**Stated task**
Print each line of the data that contains the string "blue".

#####

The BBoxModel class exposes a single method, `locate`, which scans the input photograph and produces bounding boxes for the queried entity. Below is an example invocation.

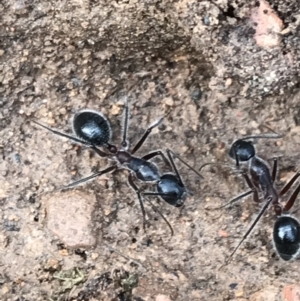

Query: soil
[0,0,300,301]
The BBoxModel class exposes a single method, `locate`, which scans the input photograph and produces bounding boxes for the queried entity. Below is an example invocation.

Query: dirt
[0,0,300,301]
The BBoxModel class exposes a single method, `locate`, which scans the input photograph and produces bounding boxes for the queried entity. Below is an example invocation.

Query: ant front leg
[131,117,163,155]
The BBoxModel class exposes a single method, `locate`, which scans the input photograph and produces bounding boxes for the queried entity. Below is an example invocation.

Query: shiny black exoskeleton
[222,130,300,261]
[34,102,201,235]
[228,139,255,167]
[273,215,300,261]
[73,110,112,146]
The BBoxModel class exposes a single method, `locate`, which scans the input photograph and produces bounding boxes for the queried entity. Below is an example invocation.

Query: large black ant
[222,134,300,261]
[33,102,201,235]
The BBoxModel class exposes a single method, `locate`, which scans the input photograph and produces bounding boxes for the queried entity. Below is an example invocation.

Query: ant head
[73,110,111,146]
[228,139,255,162]
[157,173,186,207]
[273,215,300,261]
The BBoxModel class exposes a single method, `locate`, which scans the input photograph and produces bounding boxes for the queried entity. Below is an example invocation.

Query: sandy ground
[0,0,300,301]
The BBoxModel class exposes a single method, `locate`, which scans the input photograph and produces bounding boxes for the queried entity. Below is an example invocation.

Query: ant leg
[241,125,284,140]
[283,180,300,211]
[128,173,146,232]
[142,151,172,168]
[131,117,163,155]
[121,99,129,149]
[279,171,300,196]
[31,120,110,157]
[128,173,174,236]
[57,165,117,190]
[216,190,254,209]
[272,158,278,182]
[199,162,231,172]
[167,149,203,178]
[226,197,273,263]
[143,194,174,236]
[234,146,240,169]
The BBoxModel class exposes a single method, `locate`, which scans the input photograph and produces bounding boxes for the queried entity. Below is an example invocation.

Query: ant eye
[73,110,111,146]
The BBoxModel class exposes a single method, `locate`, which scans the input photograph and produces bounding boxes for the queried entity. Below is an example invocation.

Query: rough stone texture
[45,191,96,248]
[0,0,300,301]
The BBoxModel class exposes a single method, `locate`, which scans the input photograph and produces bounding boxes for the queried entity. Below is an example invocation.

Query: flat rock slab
[46,191,96,248]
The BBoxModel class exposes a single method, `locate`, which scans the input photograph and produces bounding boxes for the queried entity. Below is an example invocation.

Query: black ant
[223,134,300,262]
[33,102,201,235]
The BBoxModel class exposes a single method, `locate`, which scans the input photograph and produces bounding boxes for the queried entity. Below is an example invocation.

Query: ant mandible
[222,134,300,262]
[33,101,202,235]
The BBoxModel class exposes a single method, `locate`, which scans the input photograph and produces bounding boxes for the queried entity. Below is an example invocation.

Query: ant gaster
[222,134,300,261]
[33,101,201,235]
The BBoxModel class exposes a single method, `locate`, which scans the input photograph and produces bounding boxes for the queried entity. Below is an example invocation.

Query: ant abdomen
[73,110,111,146]
[273,215,300,261]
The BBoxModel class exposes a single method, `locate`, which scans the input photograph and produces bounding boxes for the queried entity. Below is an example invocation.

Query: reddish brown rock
[47,191,96,248]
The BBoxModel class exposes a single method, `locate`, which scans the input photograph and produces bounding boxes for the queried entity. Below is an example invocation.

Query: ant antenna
[226,197,273,264]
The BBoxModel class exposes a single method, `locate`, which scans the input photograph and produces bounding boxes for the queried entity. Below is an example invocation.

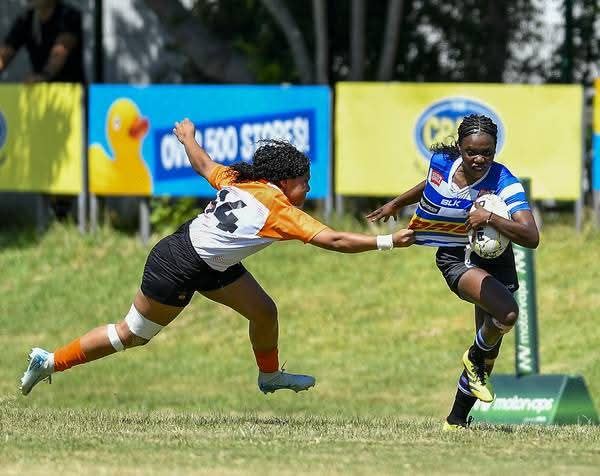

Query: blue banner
[88,85,331,199]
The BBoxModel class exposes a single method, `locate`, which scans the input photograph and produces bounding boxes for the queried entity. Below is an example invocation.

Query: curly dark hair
[231,139,310,183]
[429,114,498,159]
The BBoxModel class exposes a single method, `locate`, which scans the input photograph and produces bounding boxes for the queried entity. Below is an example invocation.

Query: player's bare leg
[202,273,315,393]
[21,291,183,395]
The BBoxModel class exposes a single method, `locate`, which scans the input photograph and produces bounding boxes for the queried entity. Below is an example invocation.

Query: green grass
[0,218,600,474]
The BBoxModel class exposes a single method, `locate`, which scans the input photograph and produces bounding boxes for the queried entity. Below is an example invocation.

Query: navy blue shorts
[141,222,246,307]
[435,244,519,297]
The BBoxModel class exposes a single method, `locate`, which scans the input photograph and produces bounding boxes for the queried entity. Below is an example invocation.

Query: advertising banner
[335,83,583,200]
[0,83,83,195]
[89,85,331,198]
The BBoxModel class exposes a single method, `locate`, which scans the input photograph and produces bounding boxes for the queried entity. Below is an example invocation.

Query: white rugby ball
[469,193,510,259]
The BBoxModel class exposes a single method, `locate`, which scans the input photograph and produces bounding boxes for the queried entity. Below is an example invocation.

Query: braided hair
[231,139,310,183]
[429,114,498,159]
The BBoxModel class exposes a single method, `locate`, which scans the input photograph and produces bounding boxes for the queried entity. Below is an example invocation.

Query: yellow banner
[0,83,83,194]
[335,83,583,200]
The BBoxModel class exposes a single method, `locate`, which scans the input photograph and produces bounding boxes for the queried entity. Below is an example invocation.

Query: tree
[146,0,254,83]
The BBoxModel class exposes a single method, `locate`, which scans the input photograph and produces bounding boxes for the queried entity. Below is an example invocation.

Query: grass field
[0,218,600,474]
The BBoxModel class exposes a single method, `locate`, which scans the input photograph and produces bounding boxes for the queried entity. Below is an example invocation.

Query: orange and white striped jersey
[190,165,327,271]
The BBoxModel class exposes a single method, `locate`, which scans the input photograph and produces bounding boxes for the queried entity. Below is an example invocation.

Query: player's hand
[392,228,415,248]
[173,117,196,144]
[365,201,398,223]
[466,201,490,231]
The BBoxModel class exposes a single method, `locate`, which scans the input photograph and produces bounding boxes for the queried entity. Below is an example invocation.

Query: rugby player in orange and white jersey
[21,119,414,395]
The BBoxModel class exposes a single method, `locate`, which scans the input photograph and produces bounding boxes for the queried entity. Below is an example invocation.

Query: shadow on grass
[0,226,45,251]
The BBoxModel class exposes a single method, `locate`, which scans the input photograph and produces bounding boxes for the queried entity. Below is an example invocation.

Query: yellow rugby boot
[463,349,496,403]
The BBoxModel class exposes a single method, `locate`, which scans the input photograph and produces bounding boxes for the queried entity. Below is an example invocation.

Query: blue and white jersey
[408,153,530,246]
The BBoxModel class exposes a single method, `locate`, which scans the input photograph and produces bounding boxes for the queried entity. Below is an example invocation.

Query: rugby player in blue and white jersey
[367,115,539,430]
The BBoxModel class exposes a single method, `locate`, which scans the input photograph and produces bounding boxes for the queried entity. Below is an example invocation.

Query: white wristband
[377,235,394,250]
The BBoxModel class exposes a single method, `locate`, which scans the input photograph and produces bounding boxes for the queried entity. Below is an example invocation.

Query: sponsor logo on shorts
[408,216,467,236]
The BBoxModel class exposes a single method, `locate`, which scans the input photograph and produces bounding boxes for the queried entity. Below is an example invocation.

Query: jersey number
[204,189,246,233]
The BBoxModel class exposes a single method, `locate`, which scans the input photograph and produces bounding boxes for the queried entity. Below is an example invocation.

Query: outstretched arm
[466,202,540,248]
[365,180,425,222]
[310,228,415,253]
[173,117,217,179]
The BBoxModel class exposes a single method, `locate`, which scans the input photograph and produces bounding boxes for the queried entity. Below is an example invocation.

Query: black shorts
[141,222,246,307]
[435,244,519,297]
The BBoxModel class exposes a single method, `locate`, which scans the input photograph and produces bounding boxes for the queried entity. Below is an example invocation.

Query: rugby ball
[469,193,510,259]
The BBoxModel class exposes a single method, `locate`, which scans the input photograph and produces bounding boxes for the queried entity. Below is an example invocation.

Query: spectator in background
[0,0,84,220]
[0,0,84,83]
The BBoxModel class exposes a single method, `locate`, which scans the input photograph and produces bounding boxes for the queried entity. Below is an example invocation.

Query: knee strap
[492,317,514,334]
[106,324,125,352]
[125,304,163,340]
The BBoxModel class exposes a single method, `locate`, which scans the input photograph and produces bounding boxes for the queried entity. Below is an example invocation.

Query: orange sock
[254,347,279,373]
[54,339,87,372]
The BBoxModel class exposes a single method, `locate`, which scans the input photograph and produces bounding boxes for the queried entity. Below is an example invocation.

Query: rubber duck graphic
[90,98,152,196]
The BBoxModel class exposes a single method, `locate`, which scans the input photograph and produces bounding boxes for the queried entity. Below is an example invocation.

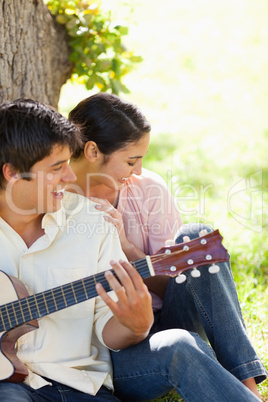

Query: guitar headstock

#####

**Right answer**
Query: blue banner
Query: navy blue shorts
Query: blue and white jersey
Query: rugby player in blue and white jersey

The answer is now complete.